* [The exercise]: Extract, exactly as written, all lines of the material below from the line that includes "Where can the juniper" through its last line.

* [Information given]:
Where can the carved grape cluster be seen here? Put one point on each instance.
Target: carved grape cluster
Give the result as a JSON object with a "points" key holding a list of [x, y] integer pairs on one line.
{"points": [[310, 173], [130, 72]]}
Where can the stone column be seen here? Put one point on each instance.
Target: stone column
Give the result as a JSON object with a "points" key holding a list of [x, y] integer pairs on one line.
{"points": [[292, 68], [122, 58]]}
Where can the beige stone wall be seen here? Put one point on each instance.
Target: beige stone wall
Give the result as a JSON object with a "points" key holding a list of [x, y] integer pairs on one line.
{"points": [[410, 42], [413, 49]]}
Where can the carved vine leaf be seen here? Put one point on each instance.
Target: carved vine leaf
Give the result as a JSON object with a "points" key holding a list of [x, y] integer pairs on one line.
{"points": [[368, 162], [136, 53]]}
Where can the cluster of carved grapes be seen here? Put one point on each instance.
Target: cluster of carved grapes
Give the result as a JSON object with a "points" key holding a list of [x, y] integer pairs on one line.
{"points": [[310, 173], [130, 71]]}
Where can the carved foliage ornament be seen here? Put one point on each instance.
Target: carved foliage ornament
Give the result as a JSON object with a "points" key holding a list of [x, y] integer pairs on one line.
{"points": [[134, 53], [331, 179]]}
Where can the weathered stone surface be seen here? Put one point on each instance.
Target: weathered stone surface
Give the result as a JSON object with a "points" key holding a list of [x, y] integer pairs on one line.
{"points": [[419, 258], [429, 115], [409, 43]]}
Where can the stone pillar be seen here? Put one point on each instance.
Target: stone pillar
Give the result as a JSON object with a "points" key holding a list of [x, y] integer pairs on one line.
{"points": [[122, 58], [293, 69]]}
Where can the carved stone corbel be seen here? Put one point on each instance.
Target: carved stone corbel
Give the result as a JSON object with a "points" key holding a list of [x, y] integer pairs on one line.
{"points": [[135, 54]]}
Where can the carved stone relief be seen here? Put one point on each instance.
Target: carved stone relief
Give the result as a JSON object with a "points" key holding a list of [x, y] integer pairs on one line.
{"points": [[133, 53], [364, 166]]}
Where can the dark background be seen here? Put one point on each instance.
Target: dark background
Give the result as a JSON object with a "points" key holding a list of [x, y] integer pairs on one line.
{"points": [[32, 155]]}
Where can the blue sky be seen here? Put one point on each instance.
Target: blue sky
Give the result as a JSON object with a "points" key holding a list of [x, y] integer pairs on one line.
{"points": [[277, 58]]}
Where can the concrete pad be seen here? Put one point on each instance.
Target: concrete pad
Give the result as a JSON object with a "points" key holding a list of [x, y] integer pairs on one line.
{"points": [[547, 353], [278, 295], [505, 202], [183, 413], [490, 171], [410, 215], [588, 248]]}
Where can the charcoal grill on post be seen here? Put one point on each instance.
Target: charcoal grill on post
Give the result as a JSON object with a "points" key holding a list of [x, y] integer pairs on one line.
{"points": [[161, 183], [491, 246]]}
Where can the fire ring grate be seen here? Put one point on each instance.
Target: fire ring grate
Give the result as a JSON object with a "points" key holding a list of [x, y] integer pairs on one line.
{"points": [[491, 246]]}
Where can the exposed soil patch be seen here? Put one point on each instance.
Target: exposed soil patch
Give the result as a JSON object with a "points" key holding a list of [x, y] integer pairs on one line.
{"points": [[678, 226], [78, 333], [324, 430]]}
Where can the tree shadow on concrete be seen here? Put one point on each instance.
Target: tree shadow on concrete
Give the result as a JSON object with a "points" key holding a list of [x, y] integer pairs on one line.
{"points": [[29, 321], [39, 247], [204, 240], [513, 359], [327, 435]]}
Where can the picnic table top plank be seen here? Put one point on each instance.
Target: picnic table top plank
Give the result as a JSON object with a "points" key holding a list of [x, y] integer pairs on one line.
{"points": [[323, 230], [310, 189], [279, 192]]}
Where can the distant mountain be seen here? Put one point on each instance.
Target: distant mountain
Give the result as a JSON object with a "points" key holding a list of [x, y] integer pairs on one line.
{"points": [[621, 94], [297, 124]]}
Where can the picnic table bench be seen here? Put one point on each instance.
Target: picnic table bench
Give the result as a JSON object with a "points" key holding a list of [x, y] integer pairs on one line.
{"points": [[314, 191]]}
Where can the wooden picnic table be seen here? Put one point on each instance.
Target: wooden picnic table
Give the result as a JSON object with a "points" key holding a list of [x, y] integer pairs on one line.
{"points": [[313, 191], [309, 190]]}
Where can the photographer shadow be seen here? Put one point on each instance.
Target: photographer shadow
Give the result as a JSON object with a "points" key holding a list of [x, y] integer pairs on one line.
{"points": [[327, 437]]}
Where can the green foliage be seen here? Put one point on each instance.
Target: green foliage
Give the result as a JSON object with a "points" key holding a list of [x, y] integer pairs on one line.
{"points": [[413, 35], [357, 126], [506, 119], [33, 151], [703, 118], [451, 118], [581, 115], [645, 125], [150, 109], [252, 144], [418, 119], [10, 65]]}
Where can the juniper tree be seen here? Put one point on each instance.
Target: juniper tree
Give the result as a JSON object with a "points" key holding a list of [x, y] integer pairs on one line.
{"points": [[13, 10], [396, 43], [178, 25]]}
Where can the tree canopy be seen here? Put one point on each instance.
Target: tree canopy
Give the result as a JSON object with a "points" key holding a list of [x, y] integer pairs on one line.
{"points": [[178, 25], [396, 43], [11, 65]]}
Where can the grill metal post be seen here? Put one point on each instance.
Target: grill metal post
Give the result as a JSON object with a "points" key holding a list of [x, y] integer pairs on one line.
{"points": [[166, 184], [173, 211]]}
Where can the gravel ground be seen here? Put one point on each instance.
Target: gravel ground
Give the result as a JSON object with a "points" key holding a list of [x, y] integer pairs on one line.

* [The result]:
Where can the juniper tree be seen here? Put one point on each instance.
Target: juniper tree
Give the result as a JSON object with a "points" key holding a list of [x, y] integer pairs on one line.
{"points": [[13, 10], [396, 43], [178, 25]]}
Where can the tree canopy be seen here? Put one point on each instance.
Target: tree canopy
Give the result as a JSON object with a "points" key holding a list of [x, y] integer pairs on one line.
{"points": [[178, 25], [396, 43], [11, 65]]}
Where can the grill metal post be seen here? Put one point on each instance.
Target: grill metal post
Give the result as a JSON object with a "points" key holding a list of [x, y] integer pairs on one line.
{"points": [[166, 184], [173, 211]]}
Where can the gravel ground be seen here? Put one point on each instance.
Target: gravel ground
Give the result as a JSON object with a "points" key holding a list of [x, y] integer pairs on one line.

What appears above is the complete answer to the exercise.